Tetralogi “Drunken” dalam Sastra Indonesia
By Hendra Veejay in KELAS ONLINE BIMBINGAN MENULIS NOVEL (Files) · Edit Doc
Teman-teman, maaf...
bukan sok pinter, tapi saya mau posting satu tulisan lama saya. Essay ini
pernah dimuat di Sabili, dan rasanya akan nyambung sama materi tulisan humor
yang kemarin dibawakan dengan mantap oleh kang Haris Firmansyah. Semoga bisa
menambah-nambah ilmu teman-teman terutama dalam teori bisosiasi, teori
ketidaksejajaran (incongruity theory), teori konflik (conflict theory),
dan teori pembebasan (relief theory) yang keempatnya memang membentuk
humor itu sendiri. Mohon maaf kalau tidak berkenan...

• [CUPLIKAN MATERI]
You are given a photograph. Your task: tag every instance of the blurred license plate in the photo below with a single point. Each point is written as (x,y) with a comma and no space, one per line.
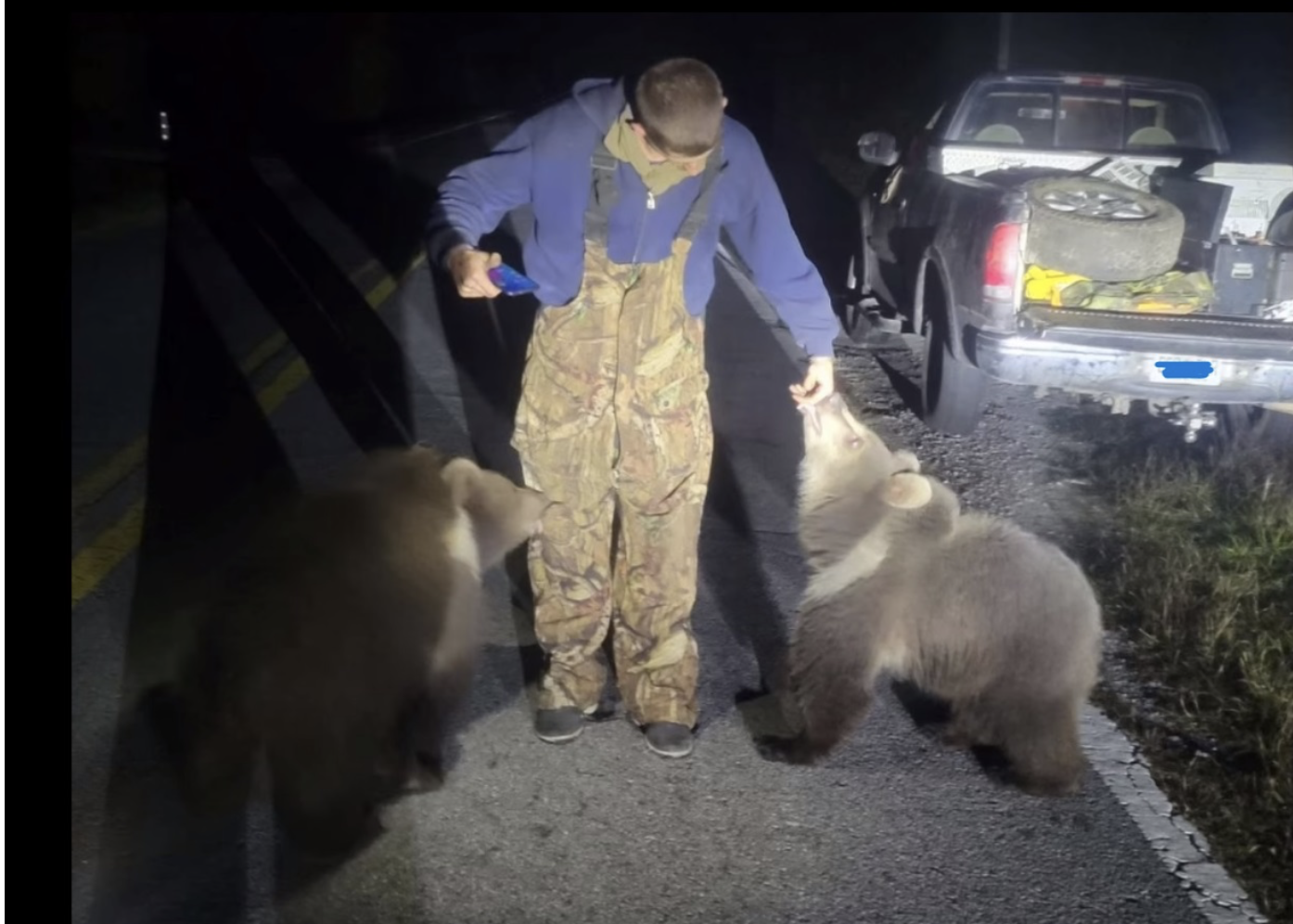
(1187,372)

• [DAFTAR TUGAS]
1 – Salinlah bagian kutipan teks yang dimulai dari "bukan sok pinter, tapi" dan berakhir pada "kalau tidak berkenan...".
2 – Buatlah ringkasan kutipan teks dalam dua kalimat.
Materi di atas tidak diperlukan untuk mengerjakan tugas.

• [JAWABAN]
1 –
bukan sok pinter, tapi saya mau posting satu tulisan lama saya. Essay ini
pernah dimuat di Sabili, dan rasanya akan nyambung sama materi tulisan humor
yang kemarin dibawakan dengan mantap oleh kang Haris Firmansyah. Semoga bisa
menambah-nambah ilmu teman-teman terutama dalam teori bisosiasi, teori
ketidaksejajaran (incongruity theory), teori konflik (conflict theory),
dan teori pembebasan (relief theory) yang keempatnya memang membentuk
humor itu sendiri. Mohon maaf kalau tidak berkenan...

2 – Penulis hendak mengunggah esai lamanya yang pernah dimuat di Sabili karena merasa esai itu berkaitan dengan materi tulisan humor yang sebelumnya dibawakan oleh Haris Firmansyah. Ia berharap tulisan tersebut menambah ilmu teman-teman, terutama mengenai teori bisosiasi, teori ketidaksejajaran, teori konflik, dan teori pembebasan, yang keempatnya membentuk humor.